- **What is asked**
1 – Answer these questions from the passage on Kennedy and Cape Breton music:
(a) Who does Kennedy cite as the elder statesman of Cape Breton fiddling?
(b) Where will Kennedy teach when she returns in July?
(c) Which medal was MacGillivray awarded for his contribution to Canadian culture?
2 – List every person named in the passage on Kennedy and Cape Breton music.
3 – Pick up the passage on Kennedy and Cape Breton music where it stops, and write what comes next.

- **Text segment**
-- Start --

“The first time I went to Cape Breton I just couldn’t believe it,” she recalls. “I just felt so at home and very connected to the music.”
One might think the more rounded-out Cape Breton style, as opposed to the snappier nature of the Scots music from which much of it evolved, might suit the rolling approach of an Irish flautist. Kennedy agrees and cites the elder statesman of Cape Breton fiddling, Buddy MacMaster: “Buddy said to me once that he thought the way that Cape Bretoners play jigs was closer to the Irish style. And it’s still so tied to the dance; I love playing for the dancing out there.”
Kennedy has frequently visited Cape Breton and its autumnal Celtic Colours festival since that first, salutary trip. She returns in July to teach at Nova Scotian flautist and flute-maker Chris Norman’s Boxwood Flute School.
In the meantime, however, she is teaming up with MacGillivray, with whom she has been playing for years, including an annual Christmas tour in the United States (they’re working on a festive album at the moment). The celebrated fiddler and pianist hails from Antigonish County, where his family are acknowledged as Gaelic tradition-bearers, and he can boast a clutch of honours including the Queen Elizabeth Diamond Jubilee Medal, which he was awarded two years ago for his contribution to Canadian culture.

-- End --

- **Data rows**
-- Start --

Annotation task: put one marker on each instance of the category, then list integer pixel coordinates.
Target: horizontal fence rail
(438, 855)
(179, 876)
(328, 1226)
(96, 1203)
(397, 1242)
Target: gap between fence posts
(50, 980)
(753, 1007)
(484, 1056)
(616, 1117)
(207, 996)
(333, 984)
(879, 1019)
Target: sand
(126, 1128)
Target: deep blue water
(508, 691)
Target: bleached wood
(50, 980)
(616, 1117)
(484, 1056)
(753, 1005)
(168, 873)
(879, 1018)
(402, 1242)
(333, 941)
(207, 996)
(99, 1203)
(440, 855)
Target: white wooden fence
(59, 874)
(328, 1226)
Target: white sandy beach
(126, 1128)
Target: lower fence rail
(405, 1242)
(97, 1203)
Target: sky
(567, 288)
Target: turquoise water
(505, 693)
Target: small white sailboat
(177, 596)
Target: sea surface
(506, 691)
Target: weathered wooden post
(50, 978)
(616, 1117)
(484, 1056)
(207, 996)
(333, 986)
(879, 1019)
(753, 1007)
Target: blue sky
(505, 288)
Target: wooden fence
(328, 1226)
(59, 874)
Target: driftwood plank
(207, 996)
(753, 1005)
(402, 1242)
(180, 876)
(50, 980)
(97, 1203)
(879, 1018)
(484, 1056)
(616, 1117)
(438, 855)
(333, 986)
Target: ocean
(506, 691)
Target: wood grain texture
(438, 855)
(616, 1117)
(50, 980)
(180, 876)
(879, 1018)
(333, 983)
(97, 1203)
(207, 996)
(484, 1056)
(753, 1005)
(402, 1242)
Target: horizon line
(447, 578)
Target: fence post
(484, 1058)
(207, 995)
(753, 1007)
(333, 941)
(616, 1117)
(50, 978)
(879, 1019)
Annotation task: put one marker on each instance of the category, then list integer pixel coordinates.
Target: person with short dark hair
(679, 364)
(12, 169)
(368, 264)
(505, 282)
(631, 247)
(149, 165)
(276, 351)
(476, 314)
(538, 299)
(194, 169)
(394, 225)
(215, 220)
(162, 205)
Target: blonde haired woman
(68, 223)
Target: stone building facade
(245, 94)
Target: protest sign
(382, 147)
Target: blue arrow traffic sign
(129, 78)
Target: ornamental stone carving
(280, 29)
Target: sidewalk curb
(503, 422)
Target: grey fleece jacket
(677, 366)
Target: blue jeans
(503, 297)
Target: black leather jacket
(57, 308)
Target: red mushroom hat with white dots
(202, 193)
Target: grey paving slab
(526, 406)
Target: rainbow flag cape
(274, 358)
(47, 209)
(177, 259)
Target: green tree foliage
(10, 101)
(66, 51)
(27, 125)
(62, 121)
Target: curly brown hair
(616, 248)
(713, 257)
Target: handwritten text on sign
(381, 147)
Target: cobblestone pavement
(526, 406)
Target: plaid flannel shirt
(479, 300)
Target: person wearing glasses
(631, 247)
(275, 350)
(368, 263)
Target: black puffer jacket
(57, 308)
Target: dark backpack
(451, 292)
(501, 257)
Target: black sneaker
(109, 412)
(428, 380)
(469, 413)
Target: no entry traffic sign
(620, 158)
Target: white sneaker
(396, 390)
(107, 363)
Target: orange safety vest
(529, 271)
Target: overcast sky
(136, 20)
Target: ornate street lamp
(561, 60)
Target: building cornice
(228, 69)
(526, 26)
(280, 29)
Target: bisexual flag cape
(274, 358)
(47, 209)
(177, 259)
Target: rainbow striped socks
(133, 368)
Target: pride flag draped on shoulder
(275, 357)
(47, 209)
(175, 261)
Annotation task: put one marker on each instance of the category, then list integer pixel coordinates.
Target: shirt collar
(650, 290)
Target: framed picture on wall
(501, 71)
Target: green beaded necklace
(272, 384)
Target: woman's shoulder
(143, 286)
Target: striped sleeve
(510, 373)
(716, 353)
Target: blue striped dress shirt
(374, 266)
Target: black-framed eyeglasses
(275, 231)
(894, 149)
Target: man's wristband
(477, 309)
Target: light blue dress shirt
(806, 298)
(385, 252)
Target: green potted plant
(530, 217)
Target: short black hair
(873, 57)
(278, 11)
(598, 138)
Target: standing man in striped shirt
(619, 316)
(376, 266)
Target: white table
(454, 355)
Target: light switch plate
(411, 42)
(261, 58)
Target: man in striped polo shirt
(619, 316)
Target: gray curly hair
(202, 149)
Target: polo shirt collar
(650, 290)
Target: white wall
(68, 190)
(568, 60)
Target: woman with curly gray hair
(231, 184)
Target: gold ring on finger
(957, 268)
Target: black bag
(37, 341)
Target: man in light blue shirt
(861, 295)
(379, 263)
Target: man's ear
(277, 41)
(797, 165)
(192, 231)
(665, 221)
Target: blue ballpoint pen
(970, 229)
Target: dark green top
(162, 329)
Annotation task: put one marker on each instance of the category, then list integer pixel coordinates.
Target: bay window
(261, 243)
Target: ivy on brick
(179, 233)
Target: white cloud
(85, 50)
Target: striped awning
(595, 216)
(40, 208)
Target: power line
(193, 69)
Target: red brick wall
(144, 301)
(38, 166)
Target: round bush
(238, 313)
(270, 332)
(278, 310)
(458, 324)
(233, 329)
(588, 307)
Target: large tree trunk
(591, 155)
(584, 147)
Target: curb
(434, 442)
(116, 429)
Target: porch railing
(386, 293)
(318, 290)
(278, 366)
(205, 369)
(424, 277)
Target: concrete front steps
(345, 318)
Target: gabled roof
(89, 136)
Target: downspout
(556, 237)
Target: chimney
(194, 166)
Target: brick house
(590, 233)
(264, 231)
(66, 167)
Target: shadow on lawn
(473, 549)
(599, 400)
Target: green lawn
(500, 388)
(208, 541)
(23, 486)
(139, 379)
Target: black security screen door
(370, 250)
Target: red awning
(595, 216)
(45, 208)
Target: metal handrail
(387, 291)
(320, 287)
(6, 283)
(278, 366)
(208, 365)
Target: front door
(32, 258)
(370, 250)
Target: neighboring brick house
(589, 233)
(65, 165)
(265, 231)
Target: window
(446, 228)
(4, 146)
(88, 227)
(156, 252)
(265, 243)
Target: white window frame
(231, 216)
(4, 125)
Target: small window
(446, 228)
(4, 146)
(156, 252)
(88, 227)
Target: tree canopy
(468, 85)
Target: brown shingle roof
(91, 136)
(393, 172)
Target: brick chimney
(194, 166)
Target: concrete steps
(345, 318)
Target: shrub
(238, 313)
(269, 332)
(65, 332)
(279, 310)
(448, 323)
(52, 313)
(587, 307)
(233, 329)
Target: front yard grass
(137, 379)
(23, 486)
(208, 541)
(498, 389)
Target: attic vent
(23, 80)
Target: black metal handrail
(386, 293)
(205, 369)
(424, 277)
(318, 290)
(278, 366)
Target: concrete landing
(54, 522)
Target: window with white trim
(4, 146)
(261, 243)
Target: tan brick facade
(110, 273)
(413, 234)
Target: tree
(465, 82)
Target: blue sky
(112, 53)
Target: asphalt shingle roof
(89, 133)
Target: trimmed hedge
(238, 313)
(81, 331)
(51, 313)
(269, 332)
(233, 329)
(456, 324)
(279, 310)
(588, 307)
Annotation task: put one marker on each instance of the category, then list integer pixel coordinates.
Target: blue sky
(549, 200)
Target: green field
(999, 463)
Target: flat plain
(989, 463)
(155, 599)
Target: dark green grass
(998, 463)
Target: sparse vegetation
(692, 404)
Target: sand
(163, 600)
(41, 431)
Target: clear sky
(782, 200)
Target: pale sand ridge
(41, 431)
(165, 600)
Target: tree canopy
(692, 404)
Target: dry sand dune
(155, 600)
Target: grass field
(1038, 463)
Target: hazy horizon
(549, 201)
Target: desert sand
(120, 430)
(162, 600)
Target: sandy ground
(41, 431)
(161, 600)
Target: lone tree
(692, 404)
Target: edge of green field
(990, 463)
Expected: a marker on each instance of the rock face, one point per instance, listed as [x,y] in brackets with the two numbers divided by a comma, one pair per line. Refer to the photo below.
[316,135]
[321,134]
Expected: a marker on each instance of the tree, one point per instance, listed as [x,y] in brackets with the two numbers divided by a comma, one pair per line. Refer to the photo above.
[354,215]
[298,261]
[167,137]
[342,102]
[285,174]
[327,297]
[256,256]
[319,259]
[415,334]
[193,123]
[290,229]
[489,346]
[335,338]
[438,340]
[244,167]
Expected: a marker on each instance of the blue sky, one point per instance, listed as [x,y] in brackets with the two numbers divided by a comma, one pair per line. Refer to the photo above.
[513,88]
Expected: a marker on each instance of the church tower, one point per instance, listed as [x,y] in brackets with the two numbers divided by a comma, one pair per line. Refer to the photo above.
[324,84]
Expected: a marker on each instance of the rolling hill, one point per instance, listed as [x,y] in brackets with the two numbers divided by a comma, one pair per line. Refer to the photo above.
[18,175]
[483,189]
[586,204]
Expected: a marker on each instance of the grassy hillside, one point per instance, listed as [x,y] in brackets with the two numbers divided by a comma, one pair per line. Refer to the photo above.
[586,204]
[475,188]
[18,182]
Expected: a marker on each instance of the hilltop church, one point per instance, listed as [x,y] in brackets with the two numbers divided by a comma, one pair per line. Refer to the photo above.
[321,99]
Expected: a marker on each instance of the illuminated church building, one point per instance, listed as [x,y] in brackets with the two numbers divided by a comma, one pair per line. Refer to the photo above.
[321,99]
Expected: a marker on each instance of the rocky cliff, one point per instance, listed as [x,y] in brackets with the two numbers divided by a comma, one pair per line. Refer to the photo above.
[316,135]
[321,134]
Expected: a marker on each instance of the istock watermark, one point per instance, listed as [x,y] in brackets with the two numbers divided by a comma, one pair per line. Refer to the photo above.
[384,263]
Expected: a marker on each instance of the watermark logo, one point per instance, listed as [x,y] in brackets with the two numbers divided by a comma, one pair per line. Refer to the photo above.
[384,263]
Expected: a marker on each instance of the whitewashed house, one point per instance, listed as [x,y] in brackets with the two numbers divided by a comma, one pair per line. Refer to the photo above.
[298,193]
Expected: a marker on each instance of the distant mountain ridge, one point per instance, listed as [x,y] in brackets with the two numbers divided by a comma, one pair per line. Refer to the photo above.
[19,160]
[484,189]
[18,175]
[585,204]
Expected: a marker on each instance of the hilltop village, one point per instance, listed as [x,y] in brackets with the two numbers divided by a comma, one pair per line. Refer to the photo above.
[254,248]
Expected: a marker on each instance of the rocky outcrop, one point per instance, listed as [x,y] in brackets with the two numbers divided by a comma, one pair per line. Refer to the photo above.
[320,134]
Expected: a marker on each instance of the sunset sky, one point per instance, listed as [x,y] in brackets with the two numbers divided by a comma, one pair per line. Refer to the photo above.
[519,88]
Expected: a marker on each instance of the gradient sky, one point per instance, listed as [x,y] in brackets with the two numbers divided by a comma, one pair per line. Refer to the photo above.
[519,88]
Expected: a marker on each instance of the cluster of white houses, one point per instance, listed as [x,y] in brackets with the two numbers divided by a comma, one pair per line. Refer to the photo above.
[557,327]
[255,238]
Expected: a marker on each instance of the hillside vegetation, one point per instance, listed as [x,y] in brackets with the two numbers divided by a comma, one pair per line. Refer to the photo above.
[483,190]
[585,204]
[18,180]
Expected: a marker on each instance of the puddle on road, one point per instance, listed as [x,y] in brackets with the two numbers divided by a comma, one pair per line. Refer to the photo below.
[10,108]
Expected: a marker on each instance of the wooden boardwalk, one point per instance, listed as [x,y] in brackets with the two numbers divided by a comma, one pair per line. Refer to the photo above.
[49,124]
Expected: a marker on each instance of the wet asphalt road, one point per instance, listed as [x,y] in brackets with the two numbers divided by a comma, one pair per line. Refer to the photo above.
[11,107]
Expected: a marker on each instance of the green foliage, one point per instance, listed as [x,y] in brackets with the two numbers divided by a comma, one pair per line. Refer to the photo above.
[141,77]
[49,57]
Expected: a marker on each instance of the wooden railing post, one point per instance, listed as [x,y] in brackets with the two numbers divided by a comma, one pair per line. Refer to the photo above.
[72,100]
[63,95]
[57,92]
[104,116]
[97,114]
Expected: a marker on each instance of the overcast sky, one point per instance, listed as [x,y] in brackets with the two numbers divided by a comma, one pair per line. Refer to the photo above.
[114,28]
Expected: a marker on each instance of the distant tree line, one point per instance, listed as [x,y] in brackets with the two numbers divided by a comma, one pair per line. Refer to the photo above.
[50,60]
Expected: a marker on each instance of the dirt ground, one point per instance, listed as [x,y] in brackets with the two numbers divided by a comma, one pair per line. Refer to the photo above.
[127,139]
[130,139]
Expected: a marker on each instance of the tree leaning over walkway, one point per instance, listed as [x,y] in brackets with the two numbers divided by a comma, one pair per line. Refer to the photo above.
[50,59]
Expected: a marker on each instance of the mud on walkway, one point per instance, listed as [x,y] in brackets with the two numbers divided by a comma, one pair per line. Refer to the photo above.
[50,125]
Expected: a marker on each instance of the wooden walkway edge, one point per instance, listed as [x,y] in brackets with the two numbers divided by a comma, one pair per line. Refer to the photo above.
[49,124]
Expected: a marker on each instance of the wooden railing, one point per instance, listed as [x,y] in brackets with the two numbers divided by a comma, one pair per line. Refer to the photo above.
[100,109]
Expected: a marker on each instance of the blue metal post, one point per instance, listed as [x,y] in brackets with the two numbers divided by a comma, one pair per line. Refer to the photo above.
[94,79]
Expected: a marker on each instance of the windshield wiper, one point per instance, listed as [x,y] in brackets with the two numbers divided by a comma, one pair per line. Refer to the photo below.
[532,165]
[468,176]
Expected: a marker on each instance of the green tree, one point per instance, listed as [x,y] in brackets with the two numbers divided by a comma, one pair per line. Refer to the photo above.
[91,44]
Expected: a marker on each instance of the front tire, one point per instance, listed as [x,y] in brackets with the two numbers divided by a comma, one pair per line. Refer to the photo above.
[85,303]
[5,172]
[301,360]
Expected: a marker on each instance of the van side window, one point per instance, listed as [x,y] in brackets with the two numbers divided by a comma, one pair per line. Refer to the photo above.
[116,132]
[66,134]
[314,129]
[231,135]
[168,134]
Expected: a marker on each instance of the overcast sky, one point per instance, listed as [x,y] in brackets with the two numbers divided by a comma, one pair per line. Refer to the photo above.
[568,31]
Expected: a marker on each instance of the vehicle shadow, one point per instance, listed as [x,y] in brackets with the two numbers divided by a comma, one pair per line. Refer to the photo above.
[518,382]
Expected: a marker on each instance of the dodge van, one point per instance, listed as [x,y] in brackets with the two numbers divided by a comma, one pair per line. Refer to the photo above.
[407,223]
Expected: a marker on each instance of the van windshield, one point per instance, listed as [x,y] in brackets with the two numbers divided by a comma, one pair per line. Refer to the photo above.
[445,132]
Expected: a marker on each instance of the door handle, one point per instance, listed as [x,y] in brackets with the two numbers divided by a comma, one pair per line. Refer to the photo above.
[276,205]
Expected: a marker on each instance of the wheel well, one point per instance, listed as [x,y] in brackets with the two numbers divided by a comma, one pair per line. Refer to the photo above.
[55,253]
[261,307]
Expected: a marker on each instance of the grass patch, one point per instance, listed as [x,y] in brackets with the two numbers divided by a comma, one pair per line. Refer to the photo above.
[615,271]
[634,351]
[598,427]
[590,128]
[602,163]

-- End --

- **The answers**
1 –
(a) Buddy MacMaster
(b) At Chris Norman's Boxwood Flute School
(c) The Queen Elizabeth Diamond Jubilee Medal

2 – Kennedy, Buddy MacMaster, Chris Norman, MacGillivray

3 –
Kennedy played on a recent album of MacGillivray’s, while the fiddler will guest on her next album. She and MacGillivray will hit the road with the two stalwarts of her own band, guitarist Mike Bryan and percussionist Donald Hay, and will also be joined at certain gigs by the young Scottish Borders fiddler Shona Mooney, who will appear on Kennedy’s next album.
Kennedy – who is speaking to me from Santa Monica, California, where she is visiting her fiancé and occasional collaborator, singer-songwriter AJ Roach (they’re getting married in Ireland this summer) – is not one to let the grass grow under her feet, as demonstrated by an extensive and extremely snowy US tour she made with Bryan and Hay in February, covering the American north-east as well as North Carolina and finishing up at the North Texas Irish festival.
“We were really unlucky with the weather – we had snowstorms, crazy weather, but people really made an effort to come out and see us,” she says.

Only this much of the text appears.